*CONSIGNE*:
Reprenez l'extrait juridique sur l'autorité de vol du Beechcraft C-GLHO après sa dernière phrase et rédigez-en la suite.

*TEXTE CITÉ*:
******************************
Cette autorisation technique (AT) permet la prestation continue de services avec une charnière de la trappe intérieure du train d’atterrissage droit fissurée, ainsi qu’une tête de rivet et deux vis manquantes dans la nacelle arrière.

Les défectuosités mineures, tel qu’indiqué sur les feuillets 2 et 3, peuvent être laissées en l’état pendant un maximum de 25 heures de vol avant qu’une réparation permanente ne soit effectuée conformément au SRM B1900 (ou à d’autres instructions approuvées).

[9]   L’aéronef a été réparé avant d’atteindre les 25 heures de vol supplémentaires autorisées.

[10]  Dans l’avis d’amende pour contravention du 27 juin 2017, le ministre précisait que :

1.   Le ou vers le 11 juillet 2016, Exploits Valley Air Services Inc. a utilisé l’aéronef immatriculé C-GLHO, un Beechcraft B1900D, en vol entre Wabush (CYWK) et Sept-Îles (CYZV) alors qu’aucune autorité de vol n’était en vigueur à l’égard de l’aéronef; plus précisément, l’avion était utilisé alors que la charnière de la trappe du train d’atterrissage droit était fissurée et qu’il manquait des attaches à proximité, contrevenant ainsi à l’alinéa 605.03(1)a) du Règlement de l’aviation canadien (RAC).

[11]   Le paragraphe 605.03(1) du RAC prévoit ce qui suit :

Autorité de vol

605.03 (1) Il est interdit d’utiliser un aéronef en vol, à moins que les conditions suivantes ne soient respectées :

a) une autorité de vol à l’égard de l’aéronef est en vigueur;

b) l’aéronef est utilisé conformément aux conditions énoncées dans l’autorité de vol;

c) sous réserve des paragraphes (2) et (3), l’autorité de vol est transportée à bord de l’aéronef.

[12]   Nous examinerons en détail ci-dessous le sens des termes « autorité de vol » et « en vigueur ». Pour le moment, qu’il suffise de préciser que l’aéronef doit être « en état de navigabilité ». Selon la définition du RAC, l’état de navigabilité comporte deux volets :

101.01 (1) Les définitions qui suivent s’appliquent au présent règlement.

en état de navigabilité Se dit d’un produit aéronautique qui est en bon état de vol, qui présente la sécurité nécessaire pour un vol et qui est conforme à la définition de type applicable. 

[13]   En tout mérite pour le ministre, soulignons qu’à l’audience en appel, son représentant a explicitement déclaré qu’il ne prétendait pas, et n’avait jamais prétendu que l’appareil était en mauvais état de vol, mais seulement qu’il n’était pas conforme à son certificat de type. Un examen de la transcription de l’audience a révélé que cette affirmation était exacte. Il aurait en effet été difficile, et peut-être aussi injuste, pour le ministre de faire valoir que l’aéronef n’était pas en bon état de vol compte tenu du fait que (i) l’inspecteur de TC qui a constaté le problème n’a pas clouer l’aéronef au sol comme il aurait pu le faire conformément à l’alinéa 8.7(1)d) de la Loi sur l’aéronautique (Loi), et que (ii) le propre représentant délégué du ministre (le DAT) a examiné l’aéronef à peu près au même moment, et a autorisé qu’il continue à voler.
******************************
*ENTRÉES EXTRAITES*:
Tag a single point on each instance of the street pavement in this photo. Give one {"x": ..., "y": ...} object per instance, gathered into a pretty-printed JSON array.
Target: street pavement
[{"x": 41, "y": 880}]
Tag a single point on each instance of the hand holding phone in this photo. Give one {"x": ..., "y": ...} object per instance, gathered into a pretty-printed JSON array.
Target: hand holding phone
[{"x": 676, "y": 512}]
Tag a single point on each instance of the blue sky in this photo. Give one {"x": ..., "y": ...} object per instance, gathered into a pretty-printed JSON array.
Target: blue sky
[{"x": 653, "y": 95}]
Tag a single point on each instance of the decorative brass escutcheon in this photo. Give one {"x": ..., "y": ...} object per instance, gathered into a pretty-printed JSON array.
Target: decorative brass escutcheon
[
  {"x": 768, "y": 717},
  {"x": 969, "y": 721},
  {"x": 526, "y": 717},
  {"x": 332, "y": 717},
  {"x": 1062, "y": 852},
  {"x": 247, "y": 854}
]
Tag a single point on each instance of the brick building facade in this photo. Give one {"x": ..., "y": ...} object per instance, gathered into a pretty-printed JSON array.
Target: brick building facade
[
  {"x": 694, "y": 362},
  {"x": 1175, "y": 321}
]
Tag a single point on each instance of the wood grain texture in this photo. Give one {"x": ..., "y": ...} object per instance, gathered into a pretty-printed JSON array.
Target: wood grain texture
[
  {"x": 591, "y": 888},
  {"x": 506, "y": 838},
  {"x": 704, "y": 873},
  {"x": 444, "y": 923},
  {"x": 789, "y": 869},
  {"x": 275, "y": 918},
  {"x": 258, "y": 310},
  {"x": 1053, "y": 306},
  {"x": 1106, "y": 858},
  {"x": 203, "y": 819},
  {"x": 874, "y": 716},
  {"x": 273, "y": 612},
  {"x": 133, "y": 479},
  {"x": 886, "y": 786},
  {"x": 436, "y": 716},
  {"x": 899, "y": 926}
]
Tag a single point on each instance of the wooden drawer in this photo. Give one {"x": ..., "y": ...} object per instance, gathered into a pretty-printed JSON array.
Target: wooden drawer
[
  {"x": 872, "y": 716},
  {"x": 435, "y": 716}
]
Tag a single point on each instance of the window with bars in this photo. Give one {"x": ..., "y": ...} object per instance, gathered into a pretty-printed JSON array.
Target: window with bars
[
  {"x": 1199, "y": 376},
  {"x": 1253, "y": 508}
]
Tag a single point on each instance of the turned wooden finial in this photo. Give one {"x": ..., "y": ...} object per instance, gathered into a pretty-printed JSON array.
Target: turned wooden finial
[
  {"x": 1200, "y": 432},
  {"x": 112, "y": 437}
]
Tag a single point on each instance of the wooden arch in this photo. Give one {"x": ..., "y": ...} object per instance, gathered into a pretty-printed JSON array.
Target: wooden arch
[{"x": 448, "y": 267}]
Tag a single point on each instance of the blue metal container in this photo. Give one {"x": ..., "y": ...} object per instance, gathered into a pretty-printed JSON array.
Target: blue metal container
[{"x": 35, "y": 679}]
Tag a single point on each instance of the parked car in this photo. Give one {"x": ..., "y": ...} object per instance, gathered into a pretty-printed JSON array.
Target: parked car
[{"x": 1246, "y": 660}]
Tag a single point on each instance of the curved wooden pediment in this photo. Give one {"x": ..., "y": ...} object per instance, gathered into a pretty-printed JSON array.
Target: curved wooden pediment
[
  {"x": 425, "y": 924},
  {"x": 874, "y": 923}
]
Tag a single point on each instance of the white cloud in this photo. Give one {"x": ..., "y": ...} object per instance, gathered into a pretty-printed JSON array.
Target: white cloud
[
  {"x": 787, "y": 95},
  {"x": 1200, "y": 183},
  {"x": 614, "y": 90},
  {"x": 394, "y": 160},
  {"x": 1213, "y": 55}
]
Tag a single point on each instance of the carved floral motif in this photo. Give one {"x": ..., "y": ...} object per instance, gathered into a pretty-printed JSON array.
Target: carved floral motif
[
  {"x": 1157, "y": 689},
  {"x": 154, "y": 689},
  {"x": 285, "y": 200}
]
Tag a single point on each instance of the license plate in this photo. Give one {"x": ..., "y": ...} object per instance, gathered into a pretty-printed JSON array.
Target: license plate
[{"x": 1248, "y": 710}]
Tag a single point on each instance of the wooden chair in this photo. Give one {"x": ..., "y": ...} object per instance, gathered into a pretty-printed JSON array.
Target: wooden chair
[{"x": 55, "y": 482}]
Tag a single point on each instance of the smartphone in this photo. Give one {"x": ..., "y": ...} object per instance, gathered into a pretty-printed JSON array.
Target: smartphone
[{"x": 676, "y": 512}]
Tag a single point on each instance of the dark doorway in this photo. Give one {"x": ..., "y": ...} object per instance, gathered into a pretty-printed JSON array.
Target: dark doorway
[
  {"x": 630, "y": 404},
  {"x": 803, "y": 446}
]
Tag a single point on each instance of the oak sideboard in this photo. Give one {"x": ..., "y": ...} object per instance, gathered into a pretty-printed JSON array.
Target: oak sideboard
******************************
*RÉPONSE ATTENDUE*:
[14]  La décision à la suite de la révision conclut que l’autorité de vol n’était pas valide en raison des dommages et des défectuosités détectés, mais ne justifie pas cette conclusion à la lumière des définitions et des exigences réglementaires applicables :

[23]   Le Tribunal a appris que les dommages et les défectuosités détectés et signalés par l’inspecteur Rosa avaient fait en sorte d’annuler l’autorité de vol de l’aéronef, et ce dernier ne satisfaisait alors plus aux conditions de navigabilité. L’État et les caractéristiques de l’articulation fissurée et des rivets fumants ont révélé que les dommages et défectuosités ne découlaient pas d’événements récents, ce qui a conduit à la conclusion que l’avion avait effectué de précédents vols sans autorité de vol valide.

[...]

[25]  ... M. Burroughs a témoigné que les dommages et défectuosités ont rendu invalide l’autorité de vol de l’aéronef, et il a exposé des caractéristiques présentes depuis un certain temps. Le Tribunal a donc conclu que, selon la prépondérance des probabilités, l’autorité de vol de l’aéronef était invalide avant le vol de Wabush à Sept-Îles, ce qui constitue une contravention à l’alinéa 605.03(1)a) du RAC.

B.   Le processus de certification

[15]  Afin de trancher ce litige, il est utile de pencher sur le régime du RAC en ce qui concerne la certification des aéronefs et le maintien de la navigabilité.

(1)   Un aperçu

[16]   Le régime du RAC quant à la certification des aéronefs est vaste et détaillé. De manière générale, les documents relatifs à la conception préliminaire sont présentés conformément à l’article 521.28 du RAC. À la suite d’une période d’examen, d’essais et de révision, une « définition de type » finale est élaborée de façon à satisfaire la base de certification établie par le ministre aux termes de l’article 521.30 du RAC. Si le ministre est éventuellement convaincu que la définition de type respecte la base de certification, un certificat de type est alors délivré. Par la suite, afin d’être utilisé, chaque aéronef de ce type nécessite l’obtention d’une autorité de vol, dont la plus courante est le certificat de navigabilité.

(2)   Définition de type

[17]   Bien que le processus d’élaboration et d’approbation d’une « définition de type » exige la soumission d’une quantité considérable de documents, tels que des résultats de tests en vol et de tests structurels, des manuels d’utilisation d’aéronef, des manuels d’entretien et des catalogues de pièces, seule une partie de cette documentation est relative à la « définition de type ». Les véritables éléments de la « définition de type » sont énoncés dans le RAC comme suit :

101.01 (1) Les définitions qui suivent s’appliquent au présent règlement.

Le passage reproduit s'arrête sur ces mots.